» MATERIAL FOR THE TASK:
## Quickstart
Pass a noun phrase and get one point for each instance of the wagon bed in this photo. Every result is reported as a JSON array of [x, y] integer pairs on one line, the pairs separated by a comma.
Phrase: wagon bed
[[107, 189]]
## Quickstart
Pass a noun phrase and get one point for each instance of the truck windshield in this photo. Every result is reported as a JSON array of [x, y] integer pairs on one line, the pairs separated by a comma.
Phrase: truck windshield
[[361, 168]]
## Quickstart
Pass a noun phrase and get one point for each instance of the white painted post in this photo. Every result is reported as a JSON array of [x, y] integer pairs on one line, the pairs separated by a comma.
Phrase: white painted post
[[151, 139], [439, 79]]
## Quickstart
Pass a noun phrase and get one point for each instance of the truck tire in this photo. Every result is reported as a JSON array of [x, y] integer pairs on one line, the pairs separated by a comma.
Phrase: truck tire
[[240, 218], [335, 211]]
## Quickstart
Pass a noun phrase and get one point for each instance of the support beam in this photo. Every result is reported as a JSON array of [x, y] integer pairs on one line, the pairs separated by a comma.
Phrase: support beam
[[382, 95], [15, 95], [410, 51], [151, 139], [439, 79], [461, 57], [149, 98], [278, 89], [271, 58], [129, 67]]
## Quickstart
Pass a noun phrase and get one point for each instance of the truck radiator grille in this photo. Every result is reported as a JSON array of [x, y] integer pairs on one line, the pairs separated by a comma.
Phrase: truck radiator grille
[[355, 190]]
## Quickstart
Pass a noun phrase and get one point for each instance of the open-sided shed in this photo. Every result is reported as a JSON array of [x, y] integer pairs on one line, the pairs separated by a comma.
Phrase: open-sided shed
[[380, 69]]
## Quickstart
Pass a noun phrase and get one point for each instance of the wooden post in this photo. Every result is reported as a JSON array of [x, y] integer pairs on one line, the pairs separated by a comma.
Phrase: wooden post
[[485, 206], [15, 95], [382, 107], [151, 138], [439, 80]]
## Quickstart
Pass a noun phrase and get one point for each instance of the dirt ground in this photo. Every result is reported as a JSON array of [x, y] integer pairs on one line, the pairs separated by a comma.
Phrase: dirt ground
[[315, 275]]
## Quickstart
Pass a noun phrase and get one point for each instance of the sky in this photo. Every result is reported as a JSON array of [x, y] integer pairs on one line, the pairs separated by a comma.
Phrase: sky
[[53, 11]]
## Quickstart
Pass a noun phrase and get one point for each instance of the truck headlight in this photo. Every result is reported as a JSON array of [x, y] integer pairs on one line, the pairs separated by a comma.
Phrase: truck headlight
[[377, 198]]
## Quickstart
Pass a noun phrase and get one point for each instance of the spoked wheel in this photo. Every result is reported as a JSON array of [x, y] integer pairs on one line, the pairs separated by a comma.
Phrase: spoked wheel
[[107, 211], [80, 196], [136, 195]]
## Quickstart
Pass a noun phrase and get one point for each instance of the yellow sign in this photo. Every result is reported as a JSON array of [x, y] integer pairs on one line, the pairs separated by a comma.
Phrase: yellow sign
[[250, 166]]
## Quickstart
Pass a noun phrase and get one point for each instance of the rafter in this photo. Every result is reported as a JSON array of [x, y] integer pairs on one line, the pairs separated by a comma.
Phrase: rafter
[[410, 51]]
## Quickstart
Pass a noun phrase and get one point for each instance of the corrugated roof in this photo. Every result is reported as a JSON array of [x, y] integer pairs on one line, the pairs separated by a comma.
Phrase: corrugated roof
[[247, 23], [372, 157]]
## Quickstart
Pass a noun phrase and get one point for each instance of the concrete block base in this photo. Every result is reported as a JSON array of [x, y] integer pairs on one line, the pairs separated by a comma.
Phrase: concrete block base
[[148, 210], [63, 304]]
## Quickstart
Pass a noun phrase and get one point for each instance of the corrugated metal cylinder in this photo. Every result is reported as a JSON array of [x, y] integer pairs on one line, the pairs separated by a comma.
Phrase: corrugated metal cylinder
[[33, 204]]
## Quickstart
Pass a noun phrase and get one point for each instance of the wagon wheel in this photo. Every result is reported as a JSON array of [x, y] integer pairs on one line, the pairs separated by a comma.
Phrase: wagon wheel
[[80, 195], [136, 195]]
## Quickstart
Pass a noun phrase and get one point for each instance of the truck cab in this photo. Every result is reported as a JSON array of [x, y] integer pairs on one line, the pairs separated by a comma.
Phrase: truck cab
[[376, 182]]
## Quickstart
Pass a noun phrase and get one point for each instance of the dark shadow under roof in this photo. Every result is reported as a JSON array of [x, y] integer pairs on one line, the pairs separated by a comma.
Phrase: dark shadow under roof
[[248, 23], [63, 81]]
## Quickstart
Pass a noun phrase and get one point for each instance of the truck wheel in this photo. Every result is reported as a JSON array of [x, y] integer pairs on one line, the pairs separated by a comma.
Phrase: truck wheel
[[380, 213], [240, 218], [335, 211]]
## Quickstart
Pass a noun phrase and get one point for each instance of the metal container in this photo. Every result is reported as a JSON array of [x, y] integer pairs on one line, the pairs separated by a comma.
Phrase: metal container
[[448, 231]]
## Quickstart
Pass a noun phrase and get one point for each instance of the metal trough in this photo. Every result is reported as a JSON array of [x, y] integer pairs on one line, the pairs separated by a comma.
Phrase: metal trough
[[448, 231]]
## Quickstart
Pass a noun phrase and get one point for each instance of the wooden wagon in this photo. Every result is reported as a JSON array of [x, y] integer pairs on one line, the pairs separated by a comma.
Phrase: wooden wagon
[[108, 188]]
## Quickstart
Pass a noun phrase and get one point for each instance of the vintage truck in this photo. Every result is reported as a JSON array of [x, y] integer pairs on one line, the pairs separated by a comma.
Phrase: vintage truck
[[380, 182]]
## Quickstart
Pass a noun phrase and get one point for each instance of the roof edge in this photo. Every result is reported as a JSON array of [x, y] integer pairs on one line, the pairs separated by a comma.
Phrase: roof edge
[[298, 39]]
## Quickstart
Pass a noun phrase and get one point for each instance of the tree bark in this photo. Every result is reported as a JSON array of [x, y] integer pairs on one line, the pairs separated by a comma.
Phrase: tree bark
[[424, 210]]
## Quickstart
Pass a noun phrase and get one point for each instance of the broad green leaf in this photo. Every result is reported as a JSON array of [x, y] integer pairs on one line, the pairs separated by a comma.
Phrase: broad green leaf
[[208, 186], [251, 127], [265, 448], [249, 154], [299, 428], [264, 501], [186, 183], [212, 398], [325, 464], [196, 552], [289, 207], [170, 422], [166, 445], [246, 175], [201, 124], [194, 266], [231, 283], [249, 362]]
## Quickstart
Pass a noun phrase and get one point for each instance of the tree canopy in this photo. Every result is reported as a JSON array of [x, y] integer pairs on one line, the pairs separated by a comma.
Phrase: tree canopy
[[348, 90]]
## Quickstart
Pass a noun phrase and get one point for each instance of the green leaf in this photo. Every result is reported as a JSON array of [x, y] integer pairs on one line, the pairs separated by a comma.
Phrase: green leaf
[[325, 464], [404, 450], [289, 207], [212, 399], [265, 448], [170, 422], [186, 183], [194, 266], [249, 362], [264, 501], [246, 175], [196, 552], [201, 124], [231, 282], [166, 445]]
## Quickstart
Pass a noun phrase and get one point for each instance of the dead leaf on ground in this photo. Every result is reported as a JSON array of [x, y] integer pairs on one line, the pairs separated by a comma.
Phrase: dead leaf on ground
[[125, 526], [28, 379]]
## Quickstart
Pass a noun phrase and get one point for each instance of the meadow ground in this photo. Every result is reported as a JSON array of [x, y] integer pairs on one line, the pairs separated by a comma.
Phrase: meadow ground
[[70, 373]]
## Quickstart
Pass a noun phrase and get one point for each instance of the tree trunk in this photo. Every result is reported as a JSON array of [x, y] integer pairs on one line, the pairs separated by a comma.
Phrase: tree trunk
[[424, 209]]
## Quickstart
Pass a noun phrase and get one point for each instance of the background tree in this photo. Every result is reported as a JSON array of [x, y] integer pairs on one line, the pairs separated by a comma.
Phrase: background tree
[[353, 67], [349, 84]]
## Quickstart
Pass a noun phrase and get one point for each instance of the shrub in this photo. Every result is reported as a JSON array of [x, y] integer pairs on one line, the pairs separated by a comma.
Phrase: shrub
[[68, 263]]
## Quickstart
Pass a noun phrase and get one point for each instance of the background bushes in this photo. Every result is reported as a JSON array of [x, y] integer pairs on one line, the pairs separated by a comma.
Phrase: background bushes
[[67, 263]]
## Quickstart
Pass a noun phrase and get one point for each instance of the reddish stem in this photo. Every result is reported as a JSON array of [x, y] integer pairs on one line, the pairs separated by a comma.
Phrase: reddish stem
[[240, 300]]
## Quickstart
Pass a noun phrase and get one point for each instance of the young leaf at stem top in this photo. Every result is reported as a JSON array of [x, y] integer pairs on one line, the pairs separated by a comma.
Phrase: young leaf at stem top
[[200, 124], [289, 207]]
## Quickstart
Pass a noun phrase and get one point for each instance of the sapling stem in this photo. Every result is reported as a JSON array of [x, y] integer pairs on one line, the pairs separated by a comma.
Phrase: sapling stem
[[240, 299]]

» TASK REQUIREMENTS:
Above are the entries. Quote exactly the lines from the one bearing "Phrase: dirt ground" through the one bearing "the corrugated roof".

» ANSWER TO THIS EXERCISE:
Phrase: dirt ground
[[315, 275]]
## Quickstart
Pass a noun phrase and get one point for each instance of the sky in this photo. Every result is reported as a JSON array of [x, y] integer pairs on one line, the pairs separated by a comma.
Phrase: sky
[[53, 11]]
## Quickstart
Pass a noun phrase and get one point for each instance of the truck headlight in this photo. Every result is reported as a JSON array of [x, y] integer pairs on one line, the pairs separated by a comma.
Phrase: truck headlight
[[377, 198]]
## Quickstart
Pass a noun phrase and get one point for each instance of the spoked wheel in this photo. Every result is reported as a JSON array of [x, y] integer pairs on one line, the pairs separated by a comma.
Phrase: spoked wheel
[[107, 211], [80, 196], [136, 195]]
## Quickstart
Pass a noun phrase and get one point for each instance of the yellow sign in this photo. Every result is reported as a JSON array of [x, y] integer pairs on one line, the pairs separated by a comma.
Phrase: yellow sign
[[250, 166]]
## Quickstart
Pass a noun phrase and get one point for each instance of the rafter in this photo. Every result is reported as a JSON array of [x, y] integer pairs on one line, the pairs separated by a comma.
Phrase: rafter
[[410, 51]]
## Quickstart
Pass a noun phrase and get one point for each instance of the corrugated roof in this photo. Every result is reported as a JSON array of [x, y] integer pairs on one line, the pairs separated by a comma.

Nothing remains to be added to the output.